Gradimento di sindaci e governatori: le classifiche (in)credibili: il festival delle chiacchiere

(di Paolo Natale – glistatigenerali.com) – Un sondaggio dai risvolti molto dubbi, a partire dai risultati. Se poi tutte le interviste sono state effettuate, si tratta di un costo complessivo di almeno 300mila euro. È giunto forse il momento di provvedere ad un’analisi accurata dei bilanci delle società demoscopiche.

Il rapporto tra media e istituti demoscopici pare ormai essere diventato una sorta di gioco di ruolo: alcuni (non tutti, per fortuna!) sondaggisti spacciano determinati (inaffidabili) sondaggi con l’obiettivo di fare parlare di sé, mentre i media che li ospitano accolgono ben volentieri l’invito a veicolarli affinché si parli anche di loro, di chi li ospita, con tanto di successivo dibattito, tra gli esperti della materia, i politici e i commentatori. Un circuito virtuoso, si diceva una volta; oggi potremmo parlare al contrario di circuito vizioso che si alimenta vicendevolmente. Chi ci va di mezzo sono soprattutto gli italiani, destinatari di informazioni a volte fallaci e, sebbene con meno evidenza o forse con meno interesse mediatico, il sapere e la scienza statistica.

→ Cosa farai
Per favore, ricopia per intero l'articolo sui sondaggi riportato qui sopra, senza cambiare nulla.

→ Elenco
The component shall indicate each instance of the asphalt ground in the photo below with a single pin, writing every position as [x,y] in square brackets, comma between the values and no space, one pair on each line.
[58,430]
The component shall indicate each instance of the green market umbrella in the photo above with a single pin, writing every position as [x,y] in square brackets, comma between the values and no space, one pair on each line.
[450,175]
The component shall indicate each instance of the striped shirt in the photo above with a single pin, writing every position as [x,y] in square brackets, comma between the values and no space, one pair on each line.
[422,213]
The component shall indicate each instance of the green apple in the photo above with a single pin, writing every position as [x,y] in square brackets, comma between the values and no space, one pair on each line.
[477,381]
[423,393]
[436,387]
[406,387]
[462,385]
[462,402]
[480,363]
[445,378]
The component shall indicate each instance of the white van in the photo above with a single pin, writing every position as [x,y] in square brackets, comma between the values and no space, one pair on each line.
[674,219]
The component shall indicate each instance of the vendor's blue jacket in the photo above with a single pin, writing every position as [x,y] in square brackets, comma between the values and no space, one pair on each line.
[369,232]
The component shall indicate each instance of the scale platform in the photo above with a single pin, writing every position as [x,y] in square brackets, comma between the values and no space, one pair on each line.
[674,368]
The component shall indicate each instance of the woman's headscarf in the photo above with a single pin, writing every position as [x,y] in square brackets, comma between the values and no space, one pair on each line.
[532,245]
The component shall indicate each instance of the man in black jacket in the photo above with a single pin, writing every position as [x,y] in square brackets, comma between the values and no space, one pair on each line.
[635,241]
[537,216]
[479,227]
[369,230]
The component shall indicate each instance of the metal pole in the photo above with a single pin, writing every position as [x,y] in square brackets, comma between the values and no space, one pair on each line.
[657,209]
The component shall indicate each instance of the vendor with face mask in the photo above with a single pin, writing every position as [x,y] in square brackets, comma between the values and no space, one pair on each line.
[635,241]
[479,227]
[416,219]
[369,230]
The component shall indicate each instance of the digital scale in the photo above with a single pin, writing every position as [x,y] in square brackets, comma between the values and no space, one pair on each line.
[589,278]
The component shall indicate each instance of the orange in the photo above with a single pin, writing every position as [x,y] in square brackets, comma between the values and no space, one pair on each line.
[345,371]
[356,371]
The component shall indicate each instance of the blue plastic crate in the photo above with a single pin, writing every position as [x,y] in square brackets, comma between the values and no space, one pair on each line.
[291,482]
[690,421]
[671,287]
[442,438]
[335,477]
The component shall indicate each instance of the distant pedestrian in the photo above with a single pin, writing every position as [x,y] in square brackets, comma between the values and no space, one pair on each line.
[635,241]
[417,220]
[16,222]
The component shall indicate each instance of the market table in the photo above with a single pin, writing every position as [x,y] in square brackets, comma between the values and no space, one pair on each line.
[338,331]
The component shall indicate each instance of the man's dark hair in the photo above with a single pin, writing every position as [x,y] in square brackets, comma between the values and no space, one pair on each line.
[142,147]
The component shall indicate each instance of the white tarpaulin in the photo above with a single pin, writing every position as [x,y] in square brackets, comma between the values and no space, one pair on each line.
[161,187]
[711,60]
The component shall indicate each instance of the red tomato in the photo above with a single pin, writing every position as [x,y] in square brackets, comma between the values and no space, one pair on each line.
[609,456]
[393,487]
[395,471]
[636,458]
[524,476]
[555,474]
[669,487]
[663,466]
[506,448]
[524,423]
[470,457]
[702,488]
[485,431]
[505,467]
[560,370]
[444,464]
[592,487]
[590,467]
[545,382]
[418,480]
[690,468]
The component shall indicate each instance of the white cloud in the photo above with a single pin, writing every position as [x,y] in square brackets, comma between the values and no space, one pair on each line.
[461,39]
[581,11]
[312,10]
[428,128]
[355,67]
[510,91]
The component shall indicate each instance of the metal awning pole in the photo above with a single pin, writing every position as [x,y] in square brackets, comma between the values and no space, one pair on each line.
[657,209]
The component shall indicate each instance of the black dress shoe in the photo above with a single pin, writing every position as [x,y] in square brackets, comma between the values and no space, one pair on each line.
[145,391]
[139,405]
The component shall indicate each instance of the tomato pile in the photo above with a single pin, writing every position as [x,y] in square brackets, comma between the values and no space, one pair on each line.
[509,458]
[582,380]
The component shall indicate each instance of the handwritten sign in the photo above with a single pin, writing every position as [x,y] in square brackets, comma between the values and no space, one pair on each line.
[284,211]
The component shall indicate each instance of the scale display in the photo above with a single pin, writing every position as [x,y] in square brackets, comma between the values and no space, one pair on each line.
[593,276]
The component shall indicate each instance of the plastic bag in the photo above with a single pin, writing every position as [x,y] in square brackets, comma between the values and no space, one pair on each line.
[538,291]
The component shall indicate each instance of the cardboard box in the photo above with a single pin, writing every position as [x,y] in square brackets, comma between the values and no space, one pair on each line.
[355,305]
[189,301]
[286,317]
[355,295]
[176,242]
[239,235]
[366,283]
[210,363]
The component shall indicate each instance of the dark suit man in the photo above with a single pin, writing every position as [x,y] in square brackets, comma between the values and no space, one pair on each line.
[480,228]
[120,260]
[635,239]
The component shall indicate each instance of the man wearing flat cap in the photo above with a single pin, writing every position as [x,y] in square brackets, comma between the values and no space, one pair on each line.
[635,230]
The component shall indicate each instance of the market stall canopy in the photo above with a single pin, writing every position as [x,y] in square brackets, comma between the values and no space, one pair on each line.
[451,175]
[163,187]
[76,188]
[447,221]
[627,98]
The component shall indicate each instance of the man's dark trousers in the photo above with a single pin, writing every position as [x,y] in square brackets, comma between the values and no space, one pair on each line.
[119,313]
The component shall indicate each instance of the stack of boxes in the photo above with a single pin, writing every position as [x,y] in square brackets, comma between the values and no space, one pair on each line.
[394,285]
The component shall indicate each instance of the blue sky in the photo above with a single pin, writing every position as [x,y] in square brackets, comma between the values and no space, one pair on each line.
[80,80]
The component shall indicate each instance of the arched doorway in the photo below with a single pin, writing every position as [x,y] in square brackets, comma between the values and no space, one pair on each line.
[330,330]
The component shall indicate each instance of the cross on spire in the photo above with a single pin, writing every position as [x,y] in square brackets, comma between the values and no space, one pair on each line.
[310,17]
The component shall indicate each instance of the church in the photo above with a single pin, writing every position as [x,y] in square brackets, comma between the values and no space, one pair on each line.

→ Soluzione proposta
Gradimento di sindaci e governatori: le classifiche (in)credibili: il festival delle chiacchiere

(di Paolo Natale – glistatigenerali.com) – Un sondaggio dai risvolti molto dubbi, a partire dai risultati. Se poi tutte le interviste sono state effettuate, si tratta di un costo complessivo di almeno 300mila euro. È giunto forse il momento di provvedere ad un’analisi accurata dei bilanci delle società demoscopiche.

Il rapporto tra media e istituti demoscopici pare ormai essere diventato una sorta di gioco di ruolo: alcuni (non tutti, per fortuna!) sondaggisti spacciano determinati (inaffidabili) sondaggi con l’obiettivo di fare parlare di sé, mentre i media che li ospitano accolgono ben volentieri l’invito a veicolarli affinché si parli anche di loro, di chi li ospita, con tanto di successivo dibattito, tra gli esperti della materia, i politici e i commentatori. Un circuito virtuoso, si diceva una volta; oggi potremmo parlare al contrario di circuito vizioso che si alimenta vicendevolmente. Chi ci va di mezzo sono soprattutto gli italiani, destinatari di informazioni a volte fallaci e, sebbene con meno evidenza o forse con meno interesse mediatico, il sapere e la scienza statistica.